Substitute "wheel" for "tire" in the material from its first line through the line containing "(349, 254), (428, 365)". Then write those lines out again with everything else left as it is.

[Entries for bounding box labeling]
-=-=-
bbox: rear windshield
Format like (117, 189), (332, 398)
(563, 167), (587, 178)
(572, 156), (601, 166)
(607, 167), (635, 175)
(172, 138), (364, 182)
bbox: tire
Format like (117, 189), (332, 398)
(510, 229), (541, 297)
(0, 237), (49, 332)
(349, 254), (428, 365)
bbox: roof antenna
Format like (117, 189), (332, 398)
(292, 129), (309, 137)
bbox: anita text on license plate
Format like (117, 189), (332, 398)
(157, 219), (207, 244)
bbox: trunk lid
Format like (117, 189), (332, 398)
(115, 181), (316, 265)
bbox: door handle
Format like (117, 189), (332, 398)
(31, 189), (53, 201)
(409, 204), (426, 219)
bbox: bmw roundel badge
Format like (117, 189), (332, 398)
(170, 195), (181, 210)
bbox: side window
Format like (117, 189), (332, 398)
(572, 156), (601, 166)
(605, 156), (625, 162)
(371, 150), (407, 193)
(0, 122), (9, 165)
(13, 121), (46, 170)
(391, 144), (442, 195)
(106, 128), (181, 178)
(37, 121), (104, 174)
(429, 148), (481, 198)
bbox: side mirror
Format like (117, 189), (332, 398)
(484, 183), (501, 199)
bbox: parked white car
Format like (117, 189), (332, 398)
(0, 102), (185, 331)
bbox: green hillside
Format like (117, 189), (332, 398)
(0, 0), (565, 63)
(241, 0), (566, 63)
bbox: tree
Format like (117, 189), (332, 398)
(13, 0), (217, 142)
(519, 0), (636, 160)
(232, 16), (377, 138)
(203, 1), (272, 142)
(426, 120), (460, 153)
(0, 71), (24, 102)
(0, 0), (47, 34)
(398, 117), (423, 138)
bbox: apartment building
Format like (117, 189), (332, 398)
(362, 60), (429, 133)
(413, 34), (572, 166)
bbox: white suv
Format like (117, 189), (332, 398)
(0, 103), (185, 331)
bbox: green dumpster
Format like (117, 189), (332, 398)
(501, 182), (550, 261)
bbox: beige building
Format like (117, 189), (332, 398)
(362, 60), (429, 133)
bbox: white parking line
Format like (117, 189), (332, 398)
-=-=-
**ANSWER TO THIS TASK**
bbox: rear windshield
Format like (117, 189), (332, 398)
(563, 167), (587, 178)
(572, 156), (601, 166)
(607, 167), (635, 175)
(172, 138), (364, 182)
bbox: wheel
Format like (117, 189), (332, 398)
(510, 229), (541, 297)
(0, 237), (49, 332)
(349, 254), (428, 365)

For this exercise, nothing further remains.